Monday, December 29, 2008

Sixteen.

So maybe the title has nothing to do with this post. I just thought of the first thing that could be a title and it was the number sixteen. Go read Psalm 16, it's really good. Haha. No really though... it is!!! :) "Keep me safe my God, for in You i take refuge." That's the beginning. So maybe now the title has a little bit to do with this post.

I have finally arrived back to Greensboro for the first time in a couple of days... I went to Gastonia on Christmas morning and came back Saturday but as soon as I got home I turned around and headed to Southern Pines to visit some wonderful people. Ended up seeing some cuties (heather, morgan, kelly, and kristen). Heather ended up getting a ukulele for Christmas so I got to play it a little bit and we made a little song. It was just nice to soak in some time with friends and sturrrf.

Christmas was great. Although as my cousin Chandler (who is 15) wisely said "Christmas came and went so fast I don't know if I was spiritually ready for the holiday" and I totally agree with him. Christmas came and went so fast... and I had wanted to really just take the whole story in and just meditate on the Gift God gave the world. Jesus Christ. SAVIOR. Love. Lion AND Lamb. Beautiful... but I felt like I didn't thank God enough. And the ironic thing was it wasn't like I wanted presents or anything, in fact my mom literally had to squeeze present ideas out of me, it just came and went.

Christmas is a day chosen out of a year to celebrate Christ's life... but as I grow closer and closer to Jesus and learn more and more I almost feel like Christmas is everyday because I mean really the best gift we will ever ever ever ever get was born, and it's like a present everyday. And I just really pray that I look at my relationship with Him in that way, so beautiful, so so so beautiful.

********************

DIRECTIVES =>
[1] For each statement, say yes or no to whether it agrees with the blog post, and quote the words from the blog post that settle it. (a) The writer went to Gastonia on Christmas morning. (b) Heather got a guitar for Christmas. (c) The writer's cousin Chandler is 15.
[2] Write out the stretch of the blog post from "I have finally" through "friends and sturrrf.".
[3] Translate this sentence from the blog post into Spanish: "Heather ended up getting a ukulele for Christmas so I got to play it a little bit and we made a little song."
The records are separate material and have nothing to do with the blog post.

Entries from a pointing dataset
********************

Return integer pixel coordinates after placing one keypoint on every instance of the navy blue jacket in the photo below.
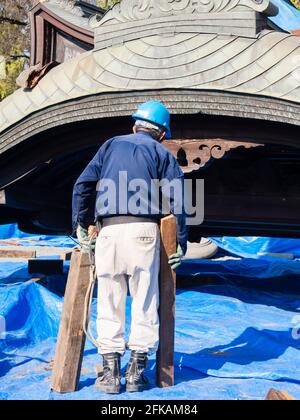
(138, 156)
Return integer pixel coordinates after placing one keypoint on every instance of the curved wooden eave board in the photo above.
(266, 66)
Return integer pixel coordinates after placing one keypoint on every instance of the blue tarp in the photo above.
(12, 232)
(252, 246)
(288, 17)
(236, 337)
(233, 341)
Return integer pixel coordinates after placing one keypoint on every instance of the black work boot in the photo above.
(136, 381)
(109, 380)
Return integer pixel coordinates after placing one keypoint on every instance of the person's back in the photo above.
(126, 171)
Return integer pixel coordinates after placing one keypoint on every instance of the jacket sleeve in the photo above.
(172, 172)
(84, 192)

********************

WORKED SOLUTIONS =>
[1]
(a) Yes: "I went to Gastonia on Christmas morning"
(b) No: "Heather ended up getting a ukulele for Christmas"
(c) Yes: "my cousin Chandler (who is 15)"

[2]
I have finally arrived back to Greensboro for the first time in a couple of days... I went to Gastonia on Christmas morning and came back Saturday but as soon as I got home I turned around and headed to Southern Pines to visit some wonderful people. Ended up seeing some cuties (heather, morgan, kelly, and kristen). Heather ended up getting a ukulele for Christmas so I got to play it a little bit and we made a little song. It was just nice to soak in some time with friends and sturrrf.

[3] Heather terminó recibiendo un ukelele por Navidad, así que pude tocarlo un poco e hicimos una pequeña canción.